▶ EXERCISE INPUT:
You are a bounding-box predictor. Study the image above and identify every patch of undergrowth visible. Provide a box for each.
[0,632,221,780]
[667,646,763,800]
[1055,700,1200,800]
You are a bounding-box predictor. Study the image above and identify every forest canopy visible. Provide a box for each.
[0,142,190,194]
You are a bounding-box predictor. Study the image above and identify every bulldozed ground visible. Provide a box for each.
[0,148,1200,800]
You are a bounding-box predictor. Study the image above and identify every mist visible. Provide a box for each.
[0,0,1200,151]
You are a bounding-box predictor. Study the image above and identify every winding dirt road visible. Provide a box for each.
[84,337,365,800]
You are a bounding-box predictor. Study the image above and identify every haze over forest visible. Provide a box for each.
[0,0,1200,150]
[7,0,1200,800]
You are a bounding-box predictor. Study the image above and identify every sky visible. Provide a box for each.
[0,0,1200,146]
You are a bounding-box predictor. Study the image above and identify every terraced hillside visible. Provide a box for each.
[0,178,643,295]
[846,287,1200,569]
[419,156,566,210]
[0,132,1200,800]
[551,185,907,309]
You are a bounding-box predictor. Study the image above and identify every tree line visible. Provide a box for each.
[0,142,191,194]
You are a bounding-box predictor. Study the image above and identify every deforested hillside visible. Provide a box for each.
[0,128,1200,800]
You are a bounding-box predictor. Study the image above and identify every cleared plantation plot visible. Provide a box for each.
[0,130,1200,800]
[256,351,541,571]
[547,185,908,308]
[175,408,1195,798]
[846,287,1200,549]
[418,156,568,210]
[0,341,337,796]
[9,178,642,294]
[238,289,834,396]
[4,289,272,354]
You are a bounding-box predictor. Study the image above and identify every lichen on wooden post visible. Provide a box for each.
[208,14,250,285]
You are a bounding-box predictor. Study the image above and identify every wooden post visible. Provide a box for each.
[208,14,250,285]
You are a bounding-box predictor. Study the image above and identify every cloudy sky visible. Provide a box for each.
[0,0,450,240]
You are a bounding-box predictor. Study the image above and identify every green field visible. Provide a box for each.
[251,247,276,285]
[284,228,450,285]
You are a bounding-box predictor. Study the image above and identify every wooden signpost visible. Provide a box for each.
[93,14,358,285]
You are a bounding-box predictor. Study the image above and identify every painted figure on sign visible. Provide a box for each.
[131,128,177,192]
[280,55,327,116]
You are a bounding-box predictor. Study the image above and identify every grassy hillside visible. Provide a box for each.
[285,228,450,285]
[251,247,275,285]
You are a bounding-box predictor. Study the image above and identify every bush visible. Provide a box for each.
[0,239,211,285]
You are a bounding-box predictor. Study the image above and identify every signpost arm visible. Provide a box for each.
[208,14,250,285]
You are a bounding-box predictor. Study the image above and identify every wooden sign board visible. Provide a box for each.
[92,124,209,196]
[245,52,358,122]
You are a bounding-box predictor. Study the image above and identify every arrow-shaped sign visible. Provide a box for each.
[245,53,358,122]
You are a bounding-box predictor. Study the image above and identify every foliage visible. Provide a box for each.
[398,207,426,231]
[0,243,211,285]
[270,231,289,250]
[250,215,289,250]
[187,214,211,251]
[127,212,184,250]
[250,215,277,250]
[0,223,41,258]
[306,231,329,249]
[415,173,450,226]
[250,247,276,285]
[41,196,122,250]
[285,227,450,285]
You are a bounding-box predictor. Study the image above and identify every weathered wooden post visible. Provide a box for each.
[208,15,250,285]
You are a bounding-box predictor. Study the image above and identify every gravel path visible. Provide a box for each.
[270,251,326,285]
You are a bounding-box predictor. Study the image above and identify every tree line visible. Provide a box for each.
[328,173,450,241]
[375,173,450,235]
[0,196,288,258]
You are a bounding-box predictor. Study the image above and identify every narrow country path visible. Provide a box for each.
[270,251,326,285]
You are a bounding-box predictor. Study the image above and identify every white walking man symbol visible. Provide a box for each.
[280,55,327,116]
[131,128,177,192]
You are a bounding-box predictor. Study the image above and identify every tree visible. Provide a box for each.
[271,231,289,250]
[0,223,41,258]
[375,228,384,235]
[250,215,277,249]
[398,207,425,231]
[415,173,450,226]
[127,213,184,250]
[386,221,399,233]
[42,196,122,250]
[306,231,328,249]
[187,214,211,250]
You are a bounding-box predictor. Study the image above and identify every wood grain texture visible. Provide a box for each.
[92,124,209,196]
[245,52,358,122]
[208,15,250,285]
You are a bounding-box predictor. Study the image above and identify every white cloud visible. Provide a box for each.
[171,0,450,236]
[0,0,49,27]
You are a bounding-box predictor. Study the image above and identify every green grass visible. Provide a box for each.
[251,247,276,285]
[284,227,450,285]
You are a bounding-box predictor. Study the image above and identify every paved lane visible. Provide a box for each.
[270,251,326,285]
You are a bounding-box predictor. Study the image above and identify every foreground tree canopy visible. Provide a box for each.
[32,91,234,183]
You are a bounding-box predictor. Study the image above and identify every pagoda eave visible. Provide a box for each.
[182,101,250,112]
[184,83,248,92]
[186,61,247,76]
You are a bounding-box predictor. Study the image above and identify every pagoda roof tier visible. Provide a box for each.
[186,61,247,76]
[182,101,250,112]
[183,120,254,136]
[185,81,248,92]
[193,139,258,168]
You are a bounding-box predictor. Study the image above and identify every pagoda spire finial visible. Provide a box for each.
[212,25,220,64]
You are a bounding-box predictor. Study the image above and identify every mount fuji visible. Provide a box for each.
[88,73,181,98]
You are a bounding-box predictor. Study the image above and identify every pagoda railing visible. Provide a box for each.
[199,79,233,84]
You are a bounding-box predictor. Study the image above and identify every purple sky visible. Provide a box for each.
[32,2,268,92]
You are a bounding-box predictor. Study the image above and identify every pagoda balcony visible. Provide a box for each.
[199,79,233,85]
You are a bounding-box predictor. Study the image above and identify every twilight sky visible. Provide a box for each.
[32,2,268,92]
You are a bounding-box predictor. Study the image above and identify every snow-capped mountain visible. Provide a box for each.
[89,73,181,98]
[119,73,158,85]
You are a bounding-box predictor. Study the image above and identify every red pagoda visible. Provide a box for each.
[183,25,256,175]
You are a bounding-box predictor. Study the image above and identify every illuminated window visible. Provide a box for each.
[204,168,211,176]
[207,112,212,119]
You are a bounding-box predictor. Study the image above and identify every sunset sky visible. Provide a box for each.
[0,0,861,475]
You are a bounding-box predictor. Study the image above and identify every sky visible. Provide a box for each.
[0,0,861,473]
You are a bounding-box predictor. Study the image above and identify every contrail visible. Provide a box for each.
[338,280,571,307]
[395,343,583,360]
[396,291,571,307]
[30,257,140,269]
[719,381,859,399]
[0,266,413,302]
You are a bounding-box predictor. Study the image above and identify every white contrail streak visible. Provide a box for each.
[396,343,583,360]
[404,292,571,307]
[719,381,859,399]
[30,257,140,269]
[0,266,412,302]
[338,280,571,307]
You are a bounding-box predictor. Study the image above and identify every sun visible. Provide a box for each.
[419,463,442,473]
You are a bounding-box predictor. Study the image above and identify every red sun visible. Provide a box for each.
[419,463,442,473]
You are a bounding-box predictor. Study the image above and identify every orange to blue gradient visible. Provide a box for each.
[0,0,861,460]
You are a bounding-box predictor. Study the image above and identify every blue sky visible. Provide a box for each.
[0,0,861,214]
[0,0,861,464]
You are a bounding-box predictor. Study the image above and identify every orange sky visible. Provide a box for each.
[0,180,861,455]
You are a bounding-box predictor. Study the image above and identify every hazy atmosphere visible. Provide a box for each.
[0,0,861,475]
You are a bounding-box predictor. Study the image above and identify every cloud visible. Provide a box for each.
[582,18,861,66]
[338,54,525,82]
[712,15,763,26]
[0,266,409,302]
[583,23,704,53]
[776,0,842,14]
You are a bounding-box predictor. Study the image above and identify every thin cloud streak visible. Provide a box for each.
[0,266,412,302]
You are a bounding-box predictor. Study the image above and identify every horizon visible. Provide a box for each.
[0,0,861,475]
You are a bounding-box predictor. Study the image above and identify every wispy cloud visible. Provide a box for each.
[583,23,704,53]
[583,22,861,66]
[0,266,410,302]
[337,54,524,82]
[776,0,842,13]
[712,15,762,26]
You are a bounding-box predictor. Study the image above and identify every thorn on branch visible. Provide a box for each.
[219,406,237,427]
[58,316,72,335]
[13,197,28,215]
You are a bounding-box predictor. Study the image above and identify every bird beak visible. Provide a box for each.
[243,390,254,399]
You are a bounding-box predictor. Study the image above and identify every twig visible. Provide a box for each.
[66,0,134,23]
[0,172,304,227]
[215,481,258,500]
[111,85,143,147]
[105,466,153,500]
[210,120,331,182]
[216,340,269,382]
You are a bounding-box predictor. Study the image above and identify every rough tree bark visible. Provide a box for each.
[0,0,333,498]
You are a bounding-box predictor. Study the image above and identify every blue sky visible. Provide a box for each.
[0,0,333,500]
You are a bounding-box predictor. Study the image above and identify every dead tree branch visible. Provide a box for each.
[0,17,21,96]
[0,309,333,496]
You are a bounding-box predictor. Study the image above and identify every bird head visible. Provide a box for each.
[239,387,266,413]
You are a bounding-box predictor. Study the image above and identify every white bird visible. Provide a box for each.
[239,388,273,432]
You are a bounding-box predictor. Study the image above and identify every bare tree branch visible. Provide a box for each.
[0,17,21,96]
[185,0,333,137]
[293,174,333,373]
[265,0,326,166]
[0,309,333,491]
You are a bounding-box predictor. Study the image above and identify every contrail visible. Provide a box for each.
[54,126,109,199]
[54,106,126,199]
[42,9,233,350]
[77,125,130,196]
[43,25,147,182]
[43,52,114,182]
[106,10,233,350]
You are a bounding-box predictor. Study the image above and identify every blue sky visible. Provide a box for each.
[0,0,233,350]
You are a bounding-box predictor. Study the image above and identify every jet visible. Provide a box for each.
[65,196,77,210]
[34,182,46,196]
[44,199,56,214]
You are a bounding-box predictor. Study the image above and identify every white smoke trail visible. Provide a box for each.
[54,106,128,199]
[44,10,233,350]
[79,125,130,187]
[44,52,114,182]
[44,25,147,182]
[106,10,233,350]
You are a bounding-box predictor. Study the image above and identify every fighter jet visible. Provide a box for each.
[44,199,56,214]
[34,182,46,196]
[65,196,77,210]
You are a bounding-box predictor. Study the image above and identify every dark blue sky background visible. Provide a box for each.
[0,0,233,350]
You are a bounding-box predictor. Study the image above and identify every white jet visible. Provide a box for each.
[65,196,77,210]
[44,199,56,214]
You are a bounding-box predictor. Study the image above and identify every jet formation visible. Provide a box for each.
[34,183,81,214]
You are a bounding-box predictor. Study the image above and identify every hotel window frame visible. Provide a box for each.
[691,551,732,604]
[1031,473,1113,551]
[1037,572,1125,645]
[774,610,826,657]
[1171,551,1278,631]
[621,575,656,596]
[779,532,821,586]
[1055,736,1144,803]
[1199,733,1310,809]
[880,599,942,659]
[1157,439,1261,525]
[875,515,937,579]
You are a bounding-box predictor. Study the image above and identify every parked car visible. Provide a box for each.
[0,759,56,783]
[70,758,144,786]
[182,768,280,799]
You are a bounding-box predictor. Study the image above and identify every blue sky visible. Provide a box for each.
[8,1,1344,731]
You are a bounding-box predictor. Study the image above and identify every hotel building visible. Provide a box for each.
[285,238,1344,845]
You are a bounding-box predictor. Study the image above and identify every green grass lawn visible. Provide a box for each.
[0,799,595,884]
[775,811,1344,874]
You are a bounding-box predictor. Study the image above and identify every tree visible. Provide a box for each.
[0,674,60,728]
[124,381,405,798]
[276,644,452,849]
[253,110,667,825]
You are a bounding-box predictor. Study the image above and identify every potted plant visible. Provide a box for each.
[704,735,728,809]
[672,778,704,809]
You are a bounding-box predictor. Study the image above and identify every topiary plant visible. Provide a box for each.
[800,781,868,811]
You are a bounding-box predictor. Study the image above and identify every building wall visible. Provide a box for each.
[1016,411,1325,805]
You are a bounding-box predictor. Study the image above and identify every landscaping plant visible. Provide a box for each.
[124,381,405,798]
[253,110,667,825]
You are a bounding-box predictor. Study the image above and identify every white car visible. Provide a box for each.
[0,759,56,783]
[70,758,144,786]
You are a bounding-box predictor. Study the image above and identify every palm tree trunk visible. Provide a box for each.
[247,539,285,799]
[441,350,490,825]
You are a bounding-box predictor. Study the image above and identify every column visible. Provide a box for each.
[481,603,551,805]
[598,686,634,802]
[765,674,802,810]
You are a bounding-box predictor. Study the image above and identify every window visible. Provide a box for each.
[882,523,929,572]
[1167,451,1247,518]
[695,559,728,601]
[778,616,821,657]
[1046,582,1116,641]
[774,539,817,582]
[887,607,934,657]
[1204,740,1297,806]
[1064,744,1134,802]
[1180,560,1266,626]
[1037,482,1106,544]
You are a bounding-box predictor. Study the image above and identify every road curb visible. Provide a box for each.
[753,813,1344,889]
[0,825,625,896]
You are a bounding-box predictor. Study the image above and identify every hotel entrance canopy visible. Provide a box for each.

▶ TO BE DONE: Rewrite the rows above, starting at the line that contains "frame visible. Provide a box for each." and ending at the line that contains "[8,1,1344,731]", replacing "parked car" with "parked vehicle" and leaving everything else unchanged.

▶ ANSWER FOR THE TASK:
You are a bounding-box predictor. Study the image above and identify every hotel window frame visible. Provide a box for each.
[691,551,732,604]
[1031,473,1113,551]
[1037,572,1125,645]
[774,610,826,657]
[1171,551,1278,631]
[621,575,656,596]
[779,532,821,586]
[1055,736,1144,803]
[1199,733,1310,809]
[880,599,942,659]
[1157,439,1261,525]
[875,515,937,579]
You are a bounding-box predictor. Study the image above and identify every parked vehicle visible. Provide a box for each.
[0,759,56,783]
[70,758,144,786]
[182,768,280,799]
You are a bounding-box predictor. Study the image above and identify every blue sky visible. Provide a box for each.
[8,1,1344,731]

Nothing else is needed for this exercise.